▶ Short exercise:
Write out exactly, please, the lines from the one containing "of the yellow" to the end of the material.

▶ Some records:
########################################

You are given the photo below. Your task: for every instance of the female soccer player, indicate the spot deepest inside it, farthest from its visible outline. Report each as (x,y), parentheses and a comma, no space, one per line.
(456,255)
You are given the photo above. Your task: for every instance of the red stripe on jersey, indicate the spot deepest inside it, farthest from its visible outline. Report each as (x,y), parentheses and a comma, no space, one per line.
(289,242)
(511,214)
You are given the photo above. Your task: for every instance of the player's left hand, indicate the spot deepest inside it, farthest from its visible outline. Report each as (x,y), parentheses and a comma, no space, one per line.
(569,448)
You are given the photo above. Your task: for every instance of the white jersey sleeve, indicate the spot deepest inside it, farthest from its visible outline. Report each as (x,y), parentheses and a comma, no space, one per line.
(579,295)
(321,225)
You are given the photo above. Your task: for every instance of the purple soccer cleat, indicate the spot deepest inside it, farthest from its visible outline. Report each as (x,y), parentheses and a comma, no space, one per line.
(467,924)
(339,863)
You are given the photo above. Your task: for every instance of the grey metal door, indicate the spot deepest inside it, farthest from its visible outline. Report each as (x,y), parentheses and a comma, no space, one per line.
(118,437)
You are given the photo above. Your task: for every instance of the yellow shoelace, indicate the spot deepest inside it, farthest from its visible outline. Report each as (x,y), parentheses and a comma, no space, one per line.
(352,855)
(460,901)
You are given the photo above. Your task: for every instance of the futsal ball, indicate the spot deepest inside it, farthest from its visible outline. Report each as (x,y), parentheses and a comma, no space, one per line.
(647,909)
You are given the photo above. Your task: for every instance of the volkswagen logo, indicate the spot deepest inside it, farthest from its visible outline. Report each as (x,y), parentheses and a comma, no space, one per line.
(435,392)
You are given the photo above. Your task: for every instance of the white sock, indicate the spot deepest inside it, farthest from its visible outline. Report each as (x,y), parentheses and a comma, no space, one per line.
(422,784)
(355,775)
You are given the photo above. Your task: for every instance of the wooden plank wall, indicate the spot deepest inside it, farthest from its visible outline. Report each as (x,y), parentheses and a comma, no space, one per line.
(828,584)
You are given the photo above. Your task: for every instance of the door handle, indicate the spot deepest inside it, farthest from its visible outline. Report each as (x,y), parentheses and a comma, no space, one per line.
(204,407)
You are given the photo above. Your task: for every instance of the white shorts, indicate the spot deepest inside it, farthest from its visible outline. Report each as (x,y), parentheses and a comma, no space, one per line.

########################################

▶ Exercise answer:
You are given the photo above. Your task: for every instance of the yellow shoelace, indicate the spot deepest inside it, farthest from its visible outline. Report each as (x,y), parentheses and a comma, no space, one per line.
(352,855)
(460,901)
You are given the photo above. Your task: for every instance of the futsal ball, indicate the spot deepest inside it, farthest from its visible outline. Report each as (x,y), parentheses and a comma, no space, one per line.
(647,909)
You are given the photo above. Your task: for every instance of the volkswagen logo, indicate the spot deepest inside it, farthest from its visible outline. Report each as (x,y), parentheses and a comma, no space, one per line.
(435,392)
You are given the photo above. Your task: for every instance of the white sock, indicate the spot deepest inside it, farthest from its visible outline. Report each as (x,y), parentheses and a comma, no space, one per line.
(422,784)
(355,775)
You are given the photo above. Your task: for every instance of the wooden plank wall, indicate the spot deepest inside it, farthest from its visible outline. Report each as (x,y), parentheses and a comma, no space, one per line.
(828,584)
You are given the photo above. Your task: for every instance of the door handle, indicate the spot deepest inside it, farthest from its visible outline. Report each as (x,y), parentheses and a comma, no space, one per line.
(204,407)
You are given the photo above. Your task: for every instance of the white shorts, indicate the spot deepest inside it, farthest from its visible outline. Report each as (x,y), parentheses and a comma, no space, one per line.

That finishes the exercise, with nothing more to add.